Pouvez-vous transcrire mot pour mot l'extrait sur l'image du royaume chérifien, de « UNE MÉCANIQUE D’ESPIONNAGE EFFRAYANTE » à « du smartphone contaminé. » ?

§ **Extrait cité**
::::::

Affaire Pegasus, soupçons de corruption de députés européens, flottement du pouvoir politique, emprisonnement de journalistes et d’opposants : l’image plutôt positive que le royaume a longtemps renvoyée auprès des médias et des États européens ne cesse de se détériorer.
Pendant longtemps le royaume chérifien a été considéré comme le bon élève dans une région de cancres : on louait sa « stabilité » grâce à une police qui rappelle à bien des égards celle de l’ancien président tunisien Zine El-Abidine Ben Ali, son islam « tolérant » et son Commandeur des croyants « ouvert et modéré » et, par rapport à ses voisins du Maghreb et du monde arabe, sa relative ouverture politique et les libertés que le régime de Mohamed VI permettrait. Mais depuis quelques années, bien des choses ont changé et il renvoie aujourd’hui, y compris à ses alliés traditionnels, une image trouble, conséquence d’une série d’« affaires » qui ont altéré le capital de sympathie pour lequel le royaume avait, jusque-là, considérablement investi en termes de soft power et de lobbying.
UNE MÉCANIQUE D’ESPIONNAGE EFFRAYANTE
Le 18 juillet 2021, un consortium composé de seize médias internationaux rassemblés autour des organisations Forbidden Stories et Amnesty International révèle une mécanique d’espionnage mondial à la fois bien huilée et effrayante, appelée « Projet Pegasus » du nom du logiciel espion vendu à une poignée de dictatures par la société israélienne NSO. Son objectif : contrôler à distance des téléphones portables. Il peut récupérer les conversations — y compris celles provenant d’applications dites « sécurisées » comme WhatsApp ou Signal —, mais aussi les données de localisation, les photos, et même enregistrer, à son insu, le détenteur du smartphone contaminé.

::::::

§ **Données brutes**
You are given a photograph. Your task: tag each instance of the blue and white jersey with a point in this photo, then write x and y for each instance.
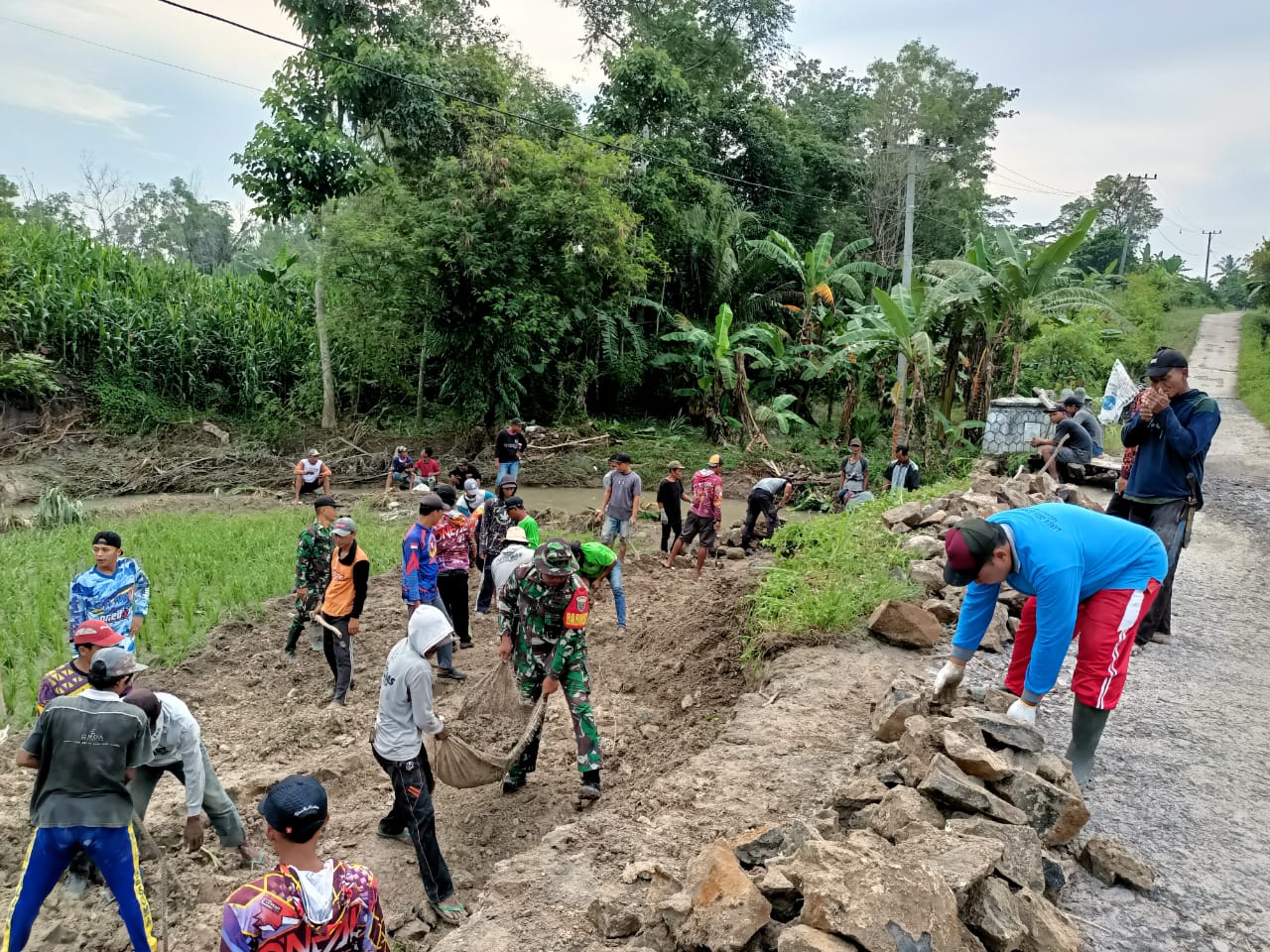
(113, 599)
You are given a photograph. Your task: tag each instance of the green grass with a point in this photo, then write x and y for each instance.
(1255, 365)
(203, 569)
(830, 574)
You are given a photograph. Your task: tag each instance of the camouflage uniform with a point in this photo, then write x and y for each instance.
(313, 572)
(548, 630)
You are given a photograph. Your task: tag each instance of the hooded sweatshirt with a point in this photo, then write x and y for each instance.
(1170, 445)
(405, 698)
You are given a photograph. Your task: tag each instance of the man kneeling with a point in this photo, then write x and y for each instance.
(178, 749)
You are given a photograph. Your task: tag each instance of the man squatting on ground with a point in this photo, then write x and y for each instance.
(114, 590)
(304, 904)
(404, 716)
(543, 619)
(1086, 575)
(341, 604)
(85, 749)
(177, 748)
(313, 572)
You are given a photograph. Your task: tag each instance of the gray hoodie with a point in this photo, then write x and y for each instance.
(405, 701)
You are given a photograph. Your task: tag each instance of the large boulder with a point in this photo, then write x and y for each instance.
(903, 698)
(992, 914)
(865, 892)
(1047, 927)
(903, 516)
(728, 910)
(948, 783)
(975, 758)
(1003, 730)
(906, 625)
(962, 862)
(1023, 861)
(1110, 861)
(1055, 812)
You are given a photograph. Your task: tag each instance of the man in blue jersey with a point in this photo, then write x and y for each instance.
(114, 590)
(1087, 576)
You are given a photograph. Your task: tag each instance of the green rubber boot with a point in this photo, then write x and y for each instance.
(1087, 724)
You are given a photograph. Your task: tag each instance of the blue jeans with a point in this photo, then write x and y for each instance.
(615, 583)
(114, 852)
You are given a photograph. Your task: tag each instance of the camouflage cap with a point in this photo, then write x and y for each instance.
(556, 557)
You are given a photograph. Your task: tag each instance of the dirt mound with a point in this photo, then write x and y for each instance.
(662, 692)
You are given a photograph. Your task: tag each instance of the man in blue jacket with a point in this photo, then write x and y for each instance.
(1087, 575)
(1173, 430)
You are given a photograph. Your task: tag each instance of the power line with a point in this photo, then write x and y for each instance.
(128, 53)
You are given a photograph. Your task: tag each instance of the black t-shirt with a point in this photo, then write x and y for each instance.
(508, 445)
(670, 494)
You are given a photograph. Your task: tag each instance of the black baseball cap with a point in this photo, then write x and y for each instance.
(968, 546)
(1165, 361)
(296, 807)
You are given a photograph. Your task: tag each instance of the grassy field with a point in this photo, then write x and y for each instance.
(1255, 365)
(835, 571)
(203, 569)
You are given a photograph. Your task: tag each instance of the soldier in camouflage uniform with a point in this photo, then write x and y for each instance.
(313, 571)
(543, 617)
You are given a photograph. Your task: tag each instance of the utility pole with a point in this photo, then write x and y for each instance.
(1207, 253)
(1128, 221)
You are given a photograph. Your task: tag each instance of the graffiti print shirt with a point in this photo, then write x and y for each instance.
(267, 914)
(111, 598)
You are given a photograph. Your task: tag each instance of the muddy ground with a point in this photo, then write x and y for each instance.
(663, 692)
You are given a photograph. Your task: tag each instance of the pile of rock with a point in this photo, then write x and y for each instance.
(925, 525)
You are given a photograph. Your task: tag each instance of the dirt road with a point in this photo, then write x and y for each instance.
(1185, 762)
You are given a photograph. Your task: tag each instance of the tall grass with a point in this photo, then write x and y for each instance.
(1255, 365)
(220, 341)
(830, 572)
(203, 569)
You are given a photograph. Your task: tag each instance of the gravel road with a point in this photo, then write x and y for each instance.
(1184, 769)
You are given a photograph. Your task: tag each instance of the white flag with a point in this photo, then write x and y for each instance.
(1120, 393)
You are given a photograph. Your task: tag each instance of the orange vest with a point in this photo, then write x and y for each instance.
(338, 601)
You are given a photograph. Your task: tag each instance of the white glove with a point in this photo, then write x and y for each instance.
(947, 680)
(1023, 711)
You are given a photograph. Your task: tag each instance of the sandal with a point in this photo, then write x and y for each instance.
(451, 914)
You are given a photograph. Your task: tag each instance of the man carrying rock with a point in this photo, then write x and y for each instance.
(404, 716)
(543, 619)
(1173, 430)
(313, 572)
(1087, 575)
(705, 515)
(762, 499)
(177, 748)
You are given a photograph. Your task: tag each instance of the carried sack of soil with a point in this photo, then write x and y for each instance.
(497, 724)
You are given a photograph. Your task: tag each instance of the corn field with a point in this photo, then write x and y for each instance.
(225, 341)
(203, 569)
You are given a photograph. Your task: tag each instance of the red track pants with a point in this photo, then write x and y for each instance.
(1105, 627)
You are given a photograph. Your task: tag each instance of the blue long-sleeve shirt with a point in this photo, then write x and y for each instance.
(1064, 555)
(113, 598)
(1170, 445)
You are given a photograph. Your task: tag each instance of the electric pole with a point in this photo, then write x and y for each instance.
(1128, 218)
(1207, 253)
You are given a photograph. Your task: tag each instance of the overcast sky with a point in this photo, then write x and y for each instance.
(1127, 86)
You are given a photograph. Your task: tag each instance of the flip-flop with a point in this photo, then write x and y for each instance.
(451, 914)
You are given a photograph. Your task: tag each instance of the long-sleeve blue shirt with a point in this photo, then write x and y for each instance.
(1170, 445)
(1064, 555)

::::::

§ **Exercice corrigé**
UNE MÉCANIQUE D’ESPIONNAGE EFFRAYANTE
Le 18 juillet 2021, un consortium composé de seize médias internationaux rassemblés autour des organisations Forbidden Stories et Amnesty International révèle une mécanique d’espionnage mondial à la fois bien huilée et effrayante, appelée « Projet Pegasus » du nom du logiciel espion vendu à une poignée de dictatures par la société israélienne NSO. Son objectif : contrôler à distance des téléphones portables. Il peut récupérer les conversations — y compris celles provenant d’applications dites « sécurisées » comme WhatsApp ou Signal —, mais aussi les données de localisation, les photos, et même enregistrer, à son insu, le détenteur du smartphone contaminé.